Perintah Tugas> Tulis ulang bagian berita tentang rupiah mulai dari kata-kata yang memuat "Sentimen pelaku pasar" dan berhenti setelah "kasus pertama ditemukan.", dengan mengganti "Afrika Selatan" menjadi "Afrika bagian selatan".

Teks Bacaan>
======
Help! Rupiah Sudah 9 Hari Tak Pernah Menguat
Jakarta, CNBC Indonesia - Rupiah masih belum mampu bangkit melawan dolar Amerika Serikat (AS) pada perdagangan Kamis (2/12). Alhasil, sudah 9 hari rupiah tidak pernah menguat, rinciannya 7 kali melemah 2 kali stagnan.
Melansir data Refinitiv, rupiah membuka perdagangan dengan stagnan, tetapi tidak lama langsung masuk ke zona merah. Depresiasi rupiah mencapai 0,28% di Rp 14.380/US$, terlemah sejak 5 November lalu.
Di penutupan perdagangan, rupiah berada di Rp 14.375/US$, rupiah melemah 0,24% di pasar spot.
Sentimen pelaku pasar yang masih campur aduk akibat penyebaran virus corona varian Omicron. Pusat Pengendalian dan Pencegahan Penyakit (CDC) mengumumkan menemukan kasus Omicron pertama di Amerika Serikat.
Omicron kini dikhawatirkan akan cepat menyebar, apalagi di Afrika Selatan kasus penyakit akibat virus corona (Covid-19) kini didominasi varian Omicron, hanya 4 pekan setelah kasus pertama ditemukan.
Selain itu, Omicron juga dikhawatirkan akan menyebar di negara-negara lainnya sehingga memicu pelambatan ekonomi global. Masalah rantai pasokan yang memicu tingginya inflasi juga diprediksi akan memburuk.
"Masalah rantai pasokan masih sangat rentan, varian Omicron menggarisbawahi jika krisis masih belum selesai," kata Sian Fenner, kepala ekonom Asia di Oxford Economics dalam sebuah catatan yang dikutip CNBC International, Rabu (1/12).
Dalam kondisi tersebut, dolar AS yang menyandang status safe haven lebih diuntungkan ketimbang rupiah.
Selain itu, rupiah juga tertekan akibat kemungkinan bank sentral AS (The Fed) mempercepat normalisasi kebijakan moneternya.
The Fed resmi mengumumkan akan melakukan tapering atau pengurangan nilai program pembelian aset (quantitative easing/QE) sebesar US$ 15 miliar setiap bulannya mulai November lalu. Dengan nilai QE sebesar US$ 120 miliar, butuh waktu 8 bulan untuk menyelesaikannya. Artinya, tapering akan berakhir pada bulan Juni tahun depan.
Namun dalam beberapa pekan terakhir banyak pejabat elit The Fed yang mendorong tapering dilakukan lebih cepat guna meredam tingginya inflasi. Dan, ketua The Fed Jerome Powell di pekan ini mengatakan bisa mempercepat laju tapering.
======
Daftar Data>
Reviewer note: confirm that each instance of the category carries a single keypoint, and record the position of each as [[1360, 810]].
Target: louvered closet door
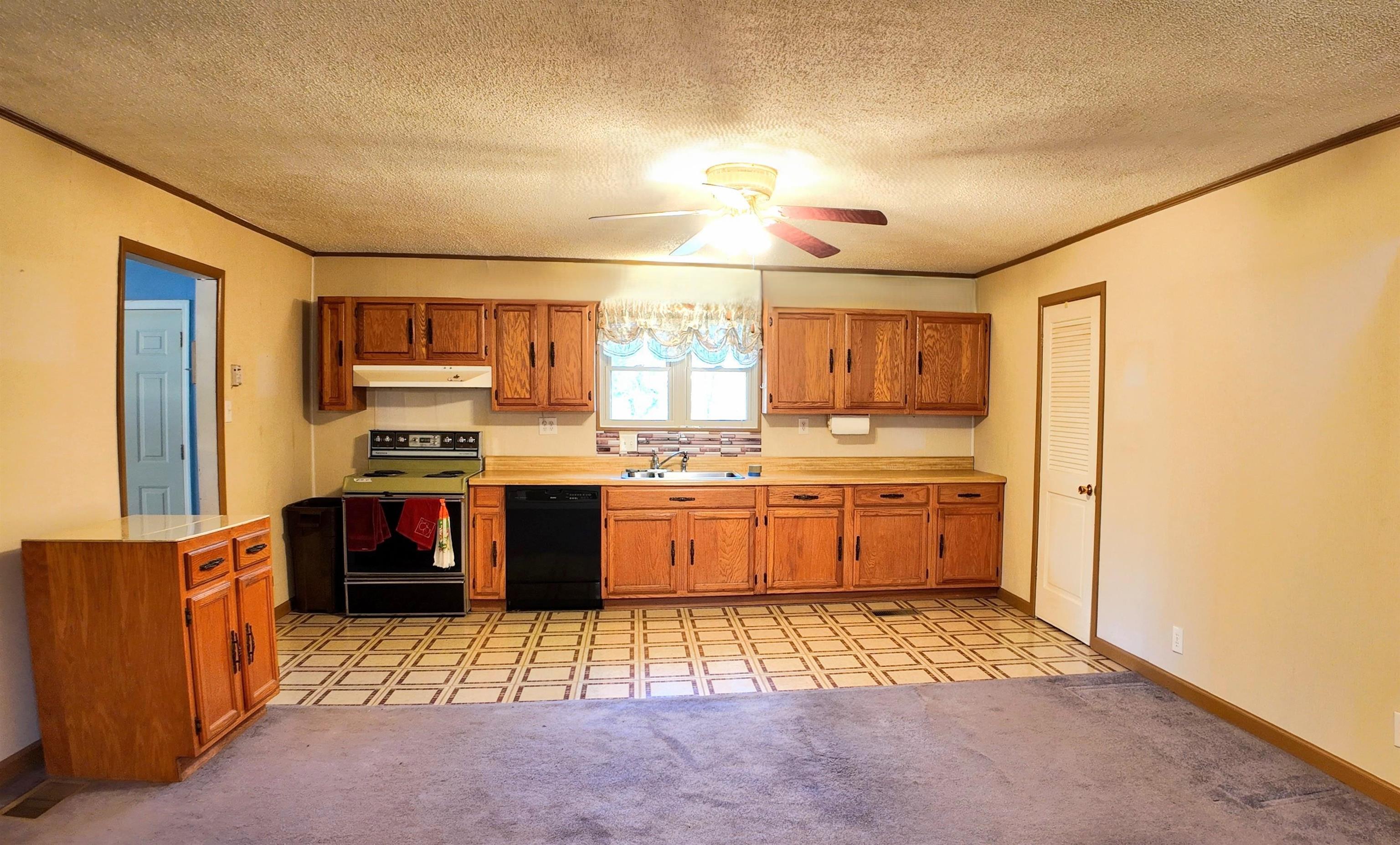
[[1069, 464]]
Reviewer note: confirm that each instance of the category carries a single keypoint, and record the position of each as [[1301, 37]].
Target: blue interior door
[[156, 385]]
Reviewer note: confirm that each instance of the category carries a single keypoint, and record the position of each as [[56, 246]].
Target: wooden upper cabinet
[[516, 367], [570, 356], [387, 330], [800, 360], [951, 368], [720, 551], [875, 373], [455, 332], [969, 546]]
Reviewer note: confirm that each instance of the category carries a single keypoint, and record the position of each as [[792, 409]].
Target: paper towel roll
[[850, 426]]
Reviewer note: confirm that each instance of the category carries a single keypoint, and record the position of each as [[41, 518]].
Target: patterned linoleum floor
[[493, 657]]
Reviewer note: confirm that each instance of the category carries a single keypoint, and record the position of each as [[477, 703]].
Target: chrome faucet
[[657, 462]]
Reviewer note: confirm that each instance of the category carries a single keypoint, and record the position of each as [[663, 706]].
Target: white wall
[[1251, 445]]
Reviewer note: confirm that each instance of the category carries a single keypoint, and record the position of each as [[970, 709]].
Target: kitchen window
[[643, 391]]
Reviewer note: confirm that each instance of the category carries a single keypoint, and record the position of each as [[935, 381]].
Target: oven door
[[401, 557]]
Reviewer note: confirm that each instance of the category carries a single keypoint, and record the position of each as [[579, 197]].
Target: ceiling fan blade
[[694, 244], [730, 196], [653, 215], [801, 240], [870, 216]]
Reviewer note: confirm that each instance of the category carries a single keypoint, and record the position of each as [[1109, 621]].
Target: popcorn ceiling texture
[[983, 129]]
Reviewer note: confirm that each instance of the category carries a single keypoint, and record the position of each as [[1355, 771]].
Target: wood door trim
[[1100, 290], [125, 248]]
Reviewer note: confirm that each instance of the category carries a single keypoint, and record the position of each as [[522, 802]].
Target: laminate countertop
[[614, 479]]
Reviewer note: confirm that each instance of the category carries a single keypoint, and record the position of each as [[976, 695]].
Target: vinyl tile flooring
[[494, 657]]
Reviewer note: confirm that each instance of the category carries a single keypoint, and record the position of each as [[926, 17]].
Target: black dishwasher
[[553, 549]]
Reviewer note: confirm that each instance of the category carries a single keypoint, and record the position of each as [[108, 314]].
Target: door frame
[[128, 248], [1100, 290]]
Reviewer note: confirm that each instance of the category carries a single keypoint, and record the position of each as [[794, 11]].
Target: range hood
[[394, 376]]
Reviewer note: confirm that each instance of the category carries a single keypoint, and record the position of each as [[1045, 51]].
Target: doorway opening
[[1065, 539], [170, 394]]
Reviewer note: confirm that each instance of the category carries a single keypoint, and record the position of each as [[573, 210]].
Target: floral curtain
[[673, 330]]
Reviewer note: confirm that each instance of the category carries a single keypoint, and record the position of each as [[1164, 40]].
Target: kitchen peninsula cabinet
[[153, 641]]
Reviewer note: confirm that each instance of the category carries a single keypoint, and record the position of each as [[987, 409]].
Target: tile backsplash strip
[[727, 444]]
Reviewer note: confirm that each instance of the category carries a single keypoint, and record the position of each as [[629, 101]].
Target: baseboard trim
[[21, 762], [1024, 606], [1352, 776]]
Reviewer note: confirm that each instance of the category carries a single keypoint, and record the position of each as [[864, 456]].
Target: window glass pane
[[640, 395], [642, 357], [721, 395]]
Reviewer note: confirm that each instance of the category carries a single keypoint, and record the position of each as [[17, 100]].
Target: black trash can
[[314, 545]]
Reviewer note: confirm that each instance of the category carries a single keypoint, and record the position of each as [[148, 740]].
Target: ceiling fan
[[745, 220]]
======
Jawaban>
Sentimen pelaku pasar yang masih campur aduk akibat penyebaran virus corona varian Omicron. Pusat Pengendalian dan Pencegahan Penyakit (CDC) mengumumkan menemukan kasus Omicron pertama di Amerika Serikat.
Omicron kini dikhawatirkan akan cepat menyebar, apalagi di Afrika bagian selatan kasus penyakit akibat virus corona (Covid-19) kini didominasi varian Omicron, hanya 4 pekan setelah kasus pertama ditemukan.